BEGIN Provided material

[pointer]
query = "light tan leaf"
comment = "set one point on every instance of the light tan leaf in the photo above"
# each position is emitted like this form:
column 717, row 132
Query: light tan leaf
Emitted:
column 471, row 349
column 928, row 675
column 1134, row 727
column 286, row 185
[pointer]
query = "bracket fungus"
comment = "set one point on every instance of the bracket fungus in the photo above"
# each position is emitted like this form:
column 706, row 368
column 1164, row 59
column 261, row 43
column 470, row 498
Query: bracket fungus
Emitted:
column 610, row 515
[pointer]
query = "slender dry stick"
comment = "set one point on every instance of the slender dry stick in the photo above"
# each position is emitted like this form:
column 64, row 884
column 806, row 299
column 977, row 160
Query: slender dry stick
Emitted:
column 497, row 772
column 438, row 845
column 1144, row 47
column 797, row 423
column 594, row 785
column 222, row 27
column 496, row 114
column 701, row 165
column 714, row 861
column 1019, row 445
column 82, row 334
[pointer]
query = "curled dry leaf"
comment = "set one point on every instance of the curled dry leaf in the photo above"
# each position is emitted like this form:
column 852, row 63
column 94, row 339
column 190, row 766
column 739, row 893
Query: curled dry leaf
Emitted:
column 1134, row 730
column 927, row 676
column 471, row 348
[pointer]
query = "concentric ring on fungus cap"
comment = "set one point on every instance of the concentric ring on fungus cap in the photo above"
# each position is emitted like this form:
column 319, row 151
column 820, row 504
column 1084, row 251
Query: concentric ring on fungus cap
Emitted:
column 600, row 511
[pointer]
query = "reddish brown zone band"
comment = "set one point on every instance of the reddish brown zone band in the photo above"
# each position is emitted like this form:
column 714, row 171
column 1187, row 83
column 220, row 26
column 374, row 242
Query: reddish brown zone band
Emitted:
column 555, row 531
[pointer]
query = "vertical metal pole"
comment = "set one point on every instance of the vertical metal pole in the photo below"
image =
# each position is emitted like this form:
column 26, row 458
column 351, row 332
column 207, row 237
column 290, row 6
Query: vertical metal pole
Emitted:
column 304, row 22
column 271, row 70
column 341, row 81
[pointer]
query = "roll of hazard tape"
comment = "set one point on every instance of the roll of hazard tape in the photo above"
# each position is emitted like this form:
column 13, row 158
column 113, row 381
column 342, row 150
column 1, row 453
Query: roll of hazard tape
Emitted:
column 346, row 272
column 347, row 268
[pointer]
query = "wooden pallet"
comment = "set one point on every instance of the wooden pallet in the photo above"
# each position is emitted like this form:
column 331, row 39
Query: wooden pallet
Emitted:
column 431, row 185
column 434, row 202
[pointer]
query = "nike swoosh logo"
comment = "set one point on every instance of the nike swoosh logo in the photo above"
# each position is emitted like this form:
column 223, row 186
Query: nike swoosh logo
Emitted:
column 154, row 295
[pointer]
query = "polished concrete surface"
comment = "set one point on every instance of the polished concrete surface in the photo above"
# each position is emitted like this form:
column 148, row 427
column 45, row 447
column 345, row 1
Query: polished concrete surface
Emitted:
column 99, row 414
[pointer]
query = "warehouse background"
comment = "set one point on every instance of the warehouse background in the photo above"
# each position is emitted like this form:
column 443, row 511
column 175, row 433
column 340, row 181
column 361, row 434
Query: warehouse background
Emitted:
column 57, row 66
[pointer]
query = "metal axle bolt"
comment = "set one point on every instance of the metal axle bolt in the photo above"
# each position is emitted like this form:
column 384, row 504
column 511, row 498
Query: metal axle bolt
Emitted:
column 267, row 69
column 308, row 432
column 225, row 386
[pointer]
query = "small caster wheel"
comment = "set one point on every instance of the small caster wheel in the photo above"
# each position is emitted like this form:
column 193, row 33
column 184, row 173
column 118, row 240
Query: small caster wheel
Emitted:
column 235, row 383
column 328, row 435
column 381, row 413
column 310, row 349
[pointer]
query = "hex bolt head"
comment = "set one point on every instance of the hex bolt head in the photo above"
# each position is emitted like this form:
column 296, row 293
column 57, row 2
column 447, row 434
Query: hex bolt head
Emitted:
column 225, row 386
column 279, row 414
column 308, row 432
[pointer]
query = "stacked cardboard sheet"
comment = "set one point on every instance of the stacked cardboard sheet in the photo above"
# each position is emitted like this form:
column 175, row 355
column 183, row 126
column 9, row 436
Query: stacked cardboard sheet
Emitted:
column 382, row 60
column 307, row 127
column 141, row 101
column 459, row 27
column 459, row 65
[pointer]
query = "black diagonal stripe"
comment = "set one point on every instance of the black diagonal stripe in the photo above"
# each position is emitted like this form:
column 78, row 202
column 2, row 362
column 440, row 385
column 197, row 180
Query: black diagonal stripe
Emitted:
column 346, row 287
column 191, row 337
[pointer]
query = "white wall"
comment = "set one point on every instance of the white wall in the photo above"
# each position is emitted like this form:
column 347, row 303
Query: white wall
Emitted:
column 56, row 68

END Provided material

• Instruction: Quote every item above word for word, with no changes.

• Response to this task:
[pointer]
query = "light tan leaf"
comment = "set one point on every instance of the light tan leaf in the photo above"
# each position is emitted like this form:
column 717, row 132
Query: light tan leaf
Emitted:
column 471, row 349
column 928, row 675
column 1134, row 727
column 286, row 185
[pointer]
query = "bracket fungus"
comment = "set one point on every instance of the bracket fungus in the photo above"
# each position is emitted like this form:
column 706, row 368
column 1164, row 59
column 261, row 43
column 470, row 498
Query: bracket fungus
Emitted:
column 610, row 515
[pointer]
query = "slender dry stick"
comment = "set one point on every instance of the slender dry stick in the photo above"
# each position is emitted like this form:
column 64, row 884
column 806, row 299
column 977, row 160
Query: slender dry stick
Emitted:
column 497, row 772
column 438, row 845
column 1144, row 47
column 797, row 423
column 594, row 785
column 222, row 27
column 496, row 114
column 701, row 165
column 714, row 861
column 1019, row 445
column 82, row 334
[pointer]
query = "curled dry leaf"
comment = "set one point on every instance of the curled dry leaf in the photo above"
# each position is emitted like this form:
column 852, row 63
column 94, row 339
column 190, row 766
column 739, row 893
Query: curled dry leaf
Emitted:
column 1134, row 730
column 927, row 676
column 471, row 348
[pointer]
query = "concentric ring on fungus cap"
comment = "set one point on every instance of the concentric ring on fungus cap in the photo above"
# each position is emitted like this form:
column 319, row 151
column 820, row 504
column 1084, row 251
Query: concentric ring on fungus cap
Emitted:
column 600, row 511
[pointer]
query = "reddish brown zone band"
comment = "set one point on every instance of the reddish brown zone band in the photo above"
# each position is emitted like this form:
column 714, row 171
column 1187, row 83
column 220, row 26
column 374, row 242
Query: reddish brown zone band
Emitted:
column 555, row 531
[pointer]
query = "vertical metal pole"
comment = "set one point on every instance of the vertical metal pole in the photo below"
image =
# each position is emitted like this form:
column 26, row 458
column 351, row 332
column 207, row 237
column 290, row 6
Query: vertical metal pole
Emitted:
column 304, row 22
column 271, row 70
column 341, row 81
[pointer]
query = "roll of hazard tape"
comment = "set one point on every instance of the roll of hazard tape in the photo above"
# each position is emitted like this form:
column 13, row 158
column 113, row 381
column 342, row 150
column 1, row 453
Query: roll of hazard tape
Emitted:
column 346, row 272
column 347, row 268
[pointer]
query = "wooden pallet"
comment = "set one point on every instance of the wooden pallet in the photo above"
# each position is emitted like this form:
column 331, row 39
Query: wooden pallet
Emitted:
column 431, row 185
column 434, row 202
[pointer]
query = "nike swoosh logo"
comment = "set one point on every instance of the nike swoosh logo in the photo above"
# each position is emitted like this form:
column 223, row 186
Query: nike swoosh logo
Emitted:
column 154, row 295
[pointer]
query = "polished concrete surface"
comment = "set one point on every instance of the polished concrete surface in the photo above"
# each position is emitted like this form:
column 148, row 427
column 45, row 447
column 345, row 1
Query: polished concrete surface
Emitted:
column 99, row 414
[pointer]
query = "warehouse background"
comment = "set one point on every instance of the warehouse background in the photo above"
# each position is emitted like this form:
column 443, row 511
column 175, row 433
column 340, row 181
column 361, row 434
Query: warehouse background
Emitted:
column 57, row 66
[pointer]
query = "metal axle bolt"
comment = "set one point on every instance of the metal axle bolt in the photo above"
# each position is emitted like this form:
column 384, row 504
column 511, row 498
Query: metal axle bolt
Emitted:
column 267, row 69
column 308, row 432
column 225, row 386
[pointer]
query = "small caster wheel"
comment = "set one point on every instance of the small caster wheel in the photo above"
# each position is emitted like this form:
column 193, row 33
column 184, row 173
column 118, row 240
Query: small caster wheel
Emitted:
column 235, row 383
column 328, row 435
column 381, row 413
column 310, row 349
[pointer]
query = "hex bolt head"
comment = "set one point on every instance of the hex bolt head in the photo above"
# each position is emitted like this form:
column 296, row 293
column 57, row 2
column 447, row 434
Query: hex bolt head
Emitted:
column 225, row 386
column 279, row 414
column 308, row 432
[pointer]
query = "stacked cardboard sheet"
comment = "set one point on every instance of the stacked cardboard sheet in the photo above"
# each position is emitted like this form:
column 175, row 355
column 183, row 126
column 9, row 436
Query: stacked cardboard sheet
Emitted:
column 382, row 60
column 307, row 127
column 141, row 101
column 459, row 27
column 459, row 65
[pointer]
query = "black diagonal stripe"
comment = "set one point on every instance of the black diagonal stripe in the photo above"
# each position is emitted like this form:
column 78, row 202
column 2, row 362
column 440, row 385
column 197, row 180
Query: black diagonal stripe
Emitted:
column 346, row 287
column 191, row 337
[pointer]
query = "white wall"
comment = "set one point on every instance of the white wall in the photo above"
# each position is emitted like this form:
column 347, row 303
Query: white wall
Emitted:
column 56, row 68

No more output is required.